Selected text
The term megamachine, which we are using to capture the sheer scale of the materiality of today’s digital world, was coined by the social critic and polymath Lewis Mumford to refer to “a radically new type of social organization”: the armies of disciplined people who, though equipped with only basic tools, built giant monuments such as the Pyramids and the flood control and irrigation systems of ancient empires. They formed “an archetypal machine,” but one “composed of human parts,” writes Mumford (1967: 11). In more recent times, Mumford went on to argue, “the ancient megamachine” has been “resurrected” with alarming consequences, and given “a more perfect technological structure, capable of planetary and even interplanetary extension…. With nuclear energy, electrical communication, and the computer, all the necessary components of a modernized megamachine at last became available” (Mumford 1971: 166, 274).
Figure 1.1 Powering the digital economy
The nuclear energy site at Three Mile Island in the Susquehanna River in 2014, photographed from Middletown, Pennsylvania. On the right, with steam rising from them, are the cooling towers of reactor Unit 1, now being recommissioned to power Microsoft’s datacenters. On the left are the cooling towers of Unit 2, no longer operational. Unit 2’s near-meltdown in 1979 remains the most serious civil nuclear power incident in the US.

Given request A
Answer these questions from the megamachine passage:
(i) Who coined the term megamachine?
(ii) What is reactor Unit 1 at Three Mile Island being recommissioned to power?
(iii) In what year did Unit 2 have its near-meltdown?
Given request B
Copy out everything in the megamachine passage from "Figure 1.1 Powering" down to "incident in the US.", word for word.

Data segment
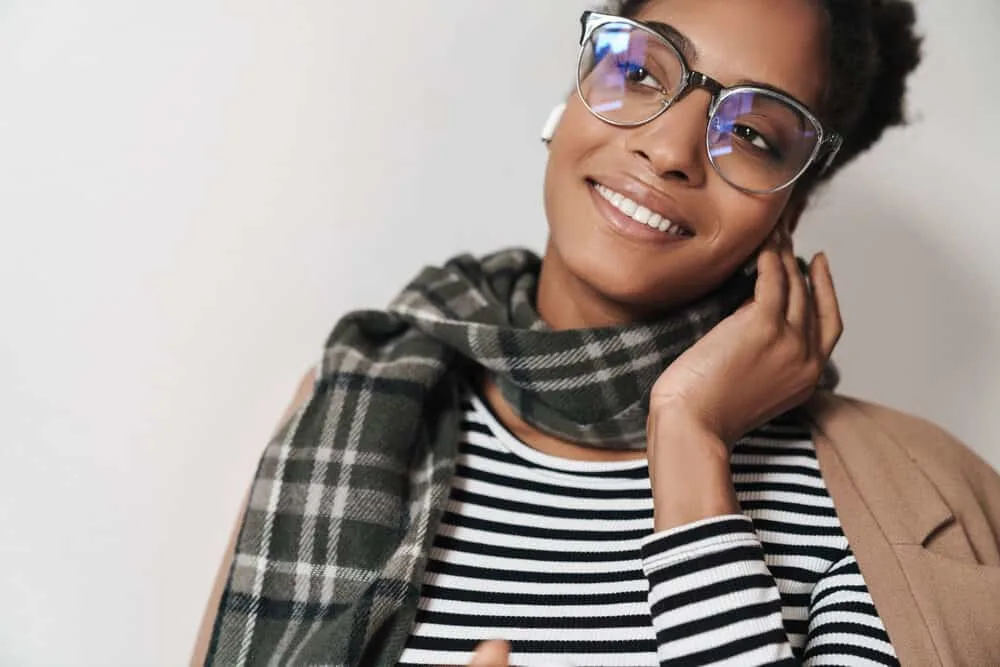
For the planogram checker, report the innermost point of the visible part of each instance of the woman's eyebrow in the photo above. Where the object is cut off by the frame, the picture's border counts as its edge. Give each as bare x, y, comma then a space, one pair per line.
690, 53
676, 37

Result A
(i) Lewis Mumford
(ii) Microsoft's datacenters
(iii) 1979

Result B
Figure 1.1 Powering the digital economy
The nuclear energy site at Three Mile Island in the Susquehanna River in 2014, photographed from Middletown, Pennsylvania. On the right, with steam rising from them, are the cooling towers of reactor Unit 1, now being recommissioned to power Microsoft’s datacenters. On the left are the cooling towers of Unit 2, no longer operational. Unit 2’s near-meltdown in 1979 remains the most serious civil nuclear power incident in the US.